### Records
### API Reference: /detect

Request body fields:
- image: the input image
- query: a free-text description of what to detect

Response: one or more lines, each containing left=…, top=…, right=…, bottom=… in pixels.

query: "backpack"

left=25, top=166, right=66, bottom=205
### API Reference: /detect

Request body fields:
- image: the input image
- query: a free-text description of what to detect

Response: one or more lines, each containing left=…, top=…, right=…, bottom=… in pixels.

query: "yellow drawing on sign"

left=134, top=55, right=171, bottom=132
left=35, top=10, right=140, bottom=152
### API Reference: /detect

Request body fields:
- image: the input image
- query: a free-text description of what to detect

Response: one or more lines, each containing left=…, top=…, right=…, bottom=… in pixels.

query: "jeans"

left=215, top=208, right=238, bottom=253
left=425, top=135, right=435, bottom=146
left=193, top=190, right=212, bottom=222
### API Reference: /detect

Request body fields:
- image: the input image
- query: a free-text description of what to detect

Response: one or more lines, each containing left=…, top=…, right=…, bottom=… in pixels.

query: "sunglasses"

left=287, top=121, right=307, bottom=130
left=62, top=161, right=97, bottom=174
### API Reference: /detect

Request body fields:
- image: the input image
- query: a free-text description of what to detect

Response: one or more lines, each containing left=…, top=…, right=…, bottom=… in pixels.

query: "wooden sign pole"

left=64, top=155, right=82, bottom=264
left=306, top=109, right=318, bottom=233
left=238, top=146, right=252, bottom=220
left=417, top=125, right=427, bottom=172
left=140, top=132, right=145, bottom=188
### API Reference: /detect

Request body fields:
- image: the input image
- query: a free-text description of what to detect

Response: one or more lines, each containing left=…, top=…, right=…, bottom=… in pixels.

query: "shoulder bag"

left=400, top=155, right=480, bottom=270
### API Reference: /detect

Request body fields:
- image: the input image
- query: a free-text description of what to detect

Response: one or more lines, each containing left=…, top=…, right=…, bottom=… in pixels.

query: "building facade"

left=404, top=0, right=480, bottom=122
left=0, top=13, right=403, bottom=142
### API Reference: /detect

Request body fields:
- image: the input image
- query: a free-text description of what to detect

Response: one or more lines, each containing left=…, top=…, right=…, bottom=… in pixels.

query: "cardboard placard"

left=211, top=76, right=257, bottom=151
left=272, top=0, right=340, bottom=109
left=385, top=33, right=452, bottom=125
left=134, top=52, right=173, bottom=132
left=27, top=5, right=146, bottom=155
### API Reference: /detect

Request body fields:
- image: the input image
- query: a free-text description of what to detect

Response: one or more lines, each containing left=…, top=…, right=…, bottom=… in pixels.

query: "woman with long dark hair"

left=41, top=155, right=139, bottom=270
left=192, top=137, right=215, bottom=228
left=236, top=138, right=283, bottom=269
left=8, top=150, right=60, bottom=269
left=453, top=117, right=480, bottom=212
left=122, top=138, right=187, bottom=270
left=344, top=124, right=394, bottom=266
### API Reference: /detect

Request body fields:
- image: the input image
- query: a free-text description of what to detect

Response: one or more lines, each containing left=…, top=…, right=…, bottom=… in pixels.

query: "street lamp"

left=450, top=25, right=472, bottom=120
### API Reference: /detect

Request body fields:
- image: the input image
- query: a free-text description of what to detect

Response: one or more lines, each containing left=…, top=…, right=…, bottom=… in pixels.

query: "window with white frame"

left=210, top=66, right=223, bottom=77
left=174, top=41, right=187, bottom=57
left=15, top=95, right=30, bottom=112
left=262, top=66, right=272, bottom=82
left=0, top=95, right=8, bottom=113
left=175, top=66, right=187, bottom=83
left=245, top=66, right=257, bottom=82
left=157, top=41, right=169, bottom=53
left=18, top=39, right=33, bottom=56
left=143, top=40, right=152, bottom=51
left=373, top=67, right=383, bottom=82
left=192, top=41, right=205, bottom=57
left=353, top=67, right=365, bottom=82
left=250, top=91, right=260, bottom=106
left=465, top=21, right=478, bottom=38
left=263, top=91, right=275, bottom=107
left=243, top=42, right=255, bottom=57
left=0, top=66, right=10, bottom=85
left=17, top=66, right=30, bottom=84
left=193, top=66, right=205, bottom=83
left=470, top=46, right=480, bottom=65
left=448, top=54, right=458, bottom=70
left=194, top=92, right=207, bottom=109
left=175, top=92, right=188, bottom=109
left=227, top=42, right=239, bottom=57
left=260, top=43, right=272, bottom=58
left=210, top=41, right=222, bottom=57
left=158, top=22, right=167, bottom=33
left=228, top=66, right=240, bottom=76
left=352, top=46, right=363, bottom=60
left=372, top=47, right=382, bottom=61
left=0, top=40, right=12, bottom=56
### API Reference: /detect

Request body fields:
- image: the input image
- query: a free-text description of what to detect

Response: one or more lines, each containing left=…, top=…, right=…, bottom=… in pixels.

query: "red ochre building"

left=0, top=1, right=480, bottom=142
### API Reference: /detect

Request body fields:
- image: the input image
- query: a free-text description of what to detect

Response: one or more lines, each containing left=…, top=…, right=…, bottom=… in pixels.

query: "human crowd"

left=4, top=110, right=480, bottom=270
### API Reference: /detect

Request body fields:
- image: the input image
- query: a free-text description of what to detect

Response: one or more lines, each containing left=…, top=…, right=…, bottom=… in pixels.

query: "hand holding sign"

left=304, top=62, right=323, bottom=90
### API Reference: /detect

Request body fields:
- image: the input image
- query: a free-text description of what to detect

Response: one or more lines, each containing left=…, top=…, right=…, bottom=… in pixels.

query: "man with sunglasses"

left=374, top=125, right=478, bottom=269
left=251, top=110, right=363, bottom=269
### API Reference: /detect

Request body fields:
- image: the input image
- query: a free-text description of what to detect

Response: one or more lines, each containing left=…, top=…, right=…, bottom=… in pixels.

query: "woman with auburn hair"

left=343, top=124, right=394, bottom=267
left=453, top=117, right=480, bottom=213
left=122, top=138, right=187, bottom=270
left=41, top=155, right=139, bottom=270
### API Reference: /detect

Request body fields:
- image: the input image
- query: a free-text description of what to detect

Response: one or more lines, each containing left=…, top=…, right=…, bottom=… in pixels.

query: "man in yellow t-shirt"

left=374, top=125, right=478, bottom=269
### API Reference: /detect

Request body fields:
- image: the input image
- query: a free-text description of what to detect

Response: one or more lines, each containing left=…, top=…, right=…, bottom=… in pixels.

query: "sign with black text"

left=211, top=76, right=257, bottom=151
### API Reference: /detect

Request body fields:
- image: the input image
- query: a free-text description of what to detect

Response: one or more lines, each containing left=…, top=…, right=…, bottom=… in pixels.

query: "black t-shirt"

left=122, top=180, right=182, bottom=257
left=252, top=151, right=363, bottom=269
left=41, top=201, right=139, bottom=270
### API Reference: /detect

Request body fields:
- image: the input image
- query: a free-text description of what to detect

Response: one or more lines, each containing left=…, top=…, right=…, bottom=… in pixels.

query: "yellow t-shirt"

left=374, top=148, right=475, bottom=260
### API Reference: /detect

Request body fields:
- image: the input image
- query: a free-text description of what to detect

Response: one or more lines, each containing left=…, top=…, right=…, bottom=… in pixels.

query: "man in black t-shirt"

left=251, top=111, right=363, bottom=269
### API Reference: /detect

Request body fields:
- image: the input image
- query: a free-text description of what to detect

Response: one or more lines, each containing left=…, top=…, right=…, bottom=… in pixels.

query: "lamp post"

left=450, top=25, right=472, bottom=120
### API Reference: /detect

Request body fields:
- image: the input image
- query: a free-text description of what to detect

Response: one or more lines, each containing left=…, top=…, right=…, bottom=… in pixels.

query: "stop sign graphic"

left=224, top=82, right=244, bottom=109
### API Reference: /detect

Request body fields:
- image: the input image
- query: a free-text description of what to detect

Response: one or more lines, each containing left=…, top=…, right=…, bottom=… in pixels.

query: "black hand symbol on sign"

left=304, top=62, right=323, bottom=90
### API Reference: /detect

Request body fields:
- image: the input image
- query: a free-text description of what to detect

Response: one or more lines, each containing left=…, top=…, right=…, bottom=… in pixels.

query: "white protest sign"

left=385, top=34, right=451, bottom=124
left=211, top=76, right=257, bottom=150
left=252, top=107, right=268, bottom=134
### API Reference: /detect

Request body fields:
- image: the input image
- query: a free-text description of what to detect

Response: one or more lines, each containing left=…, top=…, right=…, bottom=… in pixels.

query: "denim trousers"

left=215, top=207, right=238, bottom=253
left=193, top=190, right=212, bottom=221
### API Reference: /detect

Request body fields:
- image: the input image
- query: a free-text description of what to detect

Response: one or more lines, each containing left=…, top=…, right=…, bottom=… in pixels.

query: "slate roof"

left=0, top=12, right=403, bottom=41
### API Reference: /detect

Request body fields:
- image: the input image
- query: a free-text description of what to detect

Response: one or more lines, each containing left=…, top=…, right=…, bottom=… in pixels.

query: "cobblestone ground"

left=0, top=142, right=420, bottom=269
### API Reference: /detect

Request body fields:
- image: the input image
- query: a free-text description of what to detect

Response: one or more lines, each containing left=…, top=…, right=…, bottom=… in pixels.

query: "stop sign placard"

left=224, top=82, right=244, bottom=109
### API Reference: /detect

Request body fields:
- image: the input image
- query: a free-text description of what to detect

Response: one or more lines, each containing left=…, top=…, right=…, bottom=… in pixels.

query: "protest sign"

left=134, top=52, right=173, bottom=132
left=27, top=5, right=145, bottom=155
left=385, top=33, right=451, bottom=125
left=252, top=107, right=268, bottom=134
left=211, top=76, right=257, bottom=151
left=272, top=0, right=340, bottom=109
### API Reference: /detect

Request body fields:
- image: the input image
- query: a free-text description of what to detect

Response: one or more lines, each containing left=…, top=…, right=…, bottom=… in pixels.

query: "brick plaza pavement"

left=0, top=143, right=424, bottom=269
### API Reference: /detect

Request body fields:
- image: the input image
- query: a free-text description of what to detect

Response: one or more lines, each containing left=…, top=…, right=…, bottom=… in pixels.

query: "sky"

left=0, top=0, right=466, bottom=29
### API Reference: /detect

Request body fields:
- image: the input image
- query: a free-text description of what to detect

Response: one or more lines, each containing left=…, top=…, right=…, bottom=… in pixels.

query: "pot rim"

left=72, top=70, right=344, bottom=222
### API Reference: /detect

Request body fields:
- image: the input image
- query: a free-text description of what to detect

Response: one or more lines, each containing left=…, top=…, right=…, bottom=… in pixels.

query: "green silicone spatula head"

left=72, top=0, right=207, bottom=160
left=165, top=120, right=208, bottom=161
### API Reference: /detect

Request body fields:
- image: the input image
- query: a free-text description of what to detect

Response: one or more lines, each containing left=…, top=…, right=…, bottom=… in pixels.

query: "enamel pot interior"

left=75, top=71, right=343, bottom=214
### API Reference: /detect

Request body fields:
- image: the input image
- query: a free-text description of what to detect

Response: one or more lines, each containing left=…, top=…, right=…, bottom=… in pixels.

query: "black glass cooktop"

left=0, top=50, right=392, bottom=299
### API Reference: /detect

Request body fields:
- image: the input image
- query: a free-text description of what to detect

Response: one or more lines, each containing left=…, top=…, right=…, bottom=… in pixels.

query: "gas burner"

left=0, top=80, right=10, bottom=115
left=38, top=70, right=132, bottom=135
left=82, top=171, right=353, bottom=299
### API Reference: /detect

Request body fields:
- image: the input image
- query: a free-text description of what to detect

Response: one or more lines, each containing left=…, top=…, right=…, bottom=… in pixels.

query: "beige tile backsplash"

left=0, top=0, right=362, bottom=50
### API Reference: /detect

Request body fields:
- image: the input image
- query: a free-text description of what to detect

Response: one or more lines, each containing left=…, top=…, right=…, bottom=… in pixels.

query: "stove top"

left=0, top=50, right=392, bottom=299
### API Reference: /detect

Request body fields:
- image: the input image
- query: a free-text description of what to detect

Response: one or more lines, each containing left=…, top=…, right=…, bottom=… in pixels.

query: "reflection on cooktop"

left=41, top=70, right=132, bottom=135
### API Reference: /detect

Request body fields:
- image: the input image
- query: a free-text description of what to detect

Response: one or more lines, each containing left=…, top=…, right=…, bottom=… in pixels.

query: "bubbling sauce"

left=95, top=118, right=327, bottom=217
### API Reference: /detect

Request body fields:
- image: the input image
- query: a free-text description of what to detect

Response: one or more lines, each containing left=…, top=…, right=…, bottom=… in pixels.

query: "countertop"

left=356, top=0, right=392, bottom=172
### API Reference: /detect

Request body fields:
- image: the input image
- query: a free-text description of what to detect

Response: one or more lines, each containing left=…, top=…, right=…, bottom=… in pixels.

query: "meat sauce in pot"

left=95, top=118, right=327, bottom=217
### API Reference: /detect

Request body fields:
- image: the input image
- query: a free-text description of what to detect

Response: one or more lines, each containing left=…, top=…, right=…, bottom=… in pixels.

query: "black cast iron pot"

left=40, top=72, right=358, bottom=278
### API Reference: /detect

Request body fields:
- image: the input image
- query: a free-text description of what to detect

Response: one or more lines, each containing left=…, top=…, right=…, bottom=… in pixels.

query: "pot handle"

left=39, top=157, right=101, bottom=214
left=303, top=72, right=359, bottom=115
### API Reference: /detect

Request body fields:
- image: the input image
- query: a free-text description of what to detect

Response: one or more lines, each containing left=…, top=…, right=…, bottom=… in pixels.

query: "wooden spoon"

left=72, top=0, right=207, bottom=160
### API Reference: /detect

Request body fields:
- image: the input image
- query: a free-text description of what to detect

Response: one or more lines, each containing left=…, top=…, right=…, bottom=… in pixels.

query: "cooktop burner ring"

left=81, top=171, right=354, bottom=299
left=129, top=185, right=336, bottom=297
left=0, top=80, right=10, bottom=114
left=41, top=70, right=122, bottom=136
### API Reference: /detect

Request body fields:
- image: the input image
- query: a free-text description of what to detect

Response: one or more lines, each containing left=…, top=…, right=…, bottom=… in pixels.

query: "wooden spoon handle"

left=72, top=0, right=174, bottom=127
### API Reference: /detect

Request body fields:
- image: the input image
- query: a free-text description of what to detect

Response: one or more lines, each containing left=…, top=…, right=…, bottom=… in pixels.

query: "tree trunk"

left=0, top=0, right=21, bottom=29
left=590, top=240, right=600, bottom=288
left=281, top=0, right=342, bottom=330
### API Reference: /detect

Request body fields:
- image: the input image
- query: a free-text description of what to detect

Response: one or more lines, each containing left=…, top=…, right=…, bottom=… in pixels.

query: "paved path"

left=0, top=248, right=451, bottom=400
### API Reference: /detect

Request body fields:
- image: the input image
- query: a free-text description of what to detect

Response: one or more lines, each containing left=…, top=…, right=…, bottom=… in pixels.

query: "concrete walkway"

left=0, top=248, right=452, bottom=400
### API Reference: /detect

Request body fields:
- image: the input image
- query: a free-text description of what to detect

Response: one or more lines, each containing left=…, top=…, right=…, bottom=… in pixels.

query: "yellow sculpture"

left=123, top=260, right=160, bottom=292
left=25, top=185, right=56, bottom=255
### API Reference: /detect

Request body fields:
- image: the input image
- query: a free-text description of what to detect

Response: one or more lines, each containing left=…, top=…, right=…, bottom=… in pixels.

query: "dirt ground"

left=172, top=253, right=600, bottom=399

### To do
Render each line from the beginning of the entries up to and including the line containing "left=25, top=166, right=66, bottom=205" as a JSON list of strings, one string per line, omitting blank lines.

### Task result
[
  "### API Reference: /detect",
  "Request body fields:",
  "- image: the input image",
  "- query: a free-text description of what to detect",
  "Response: one or more lines, each containing left=…, top=…, right=…, bottom=… in pixels.",
  "query: \"backpack\"",
  "left=25, top=166, right=66, bottom=205"
]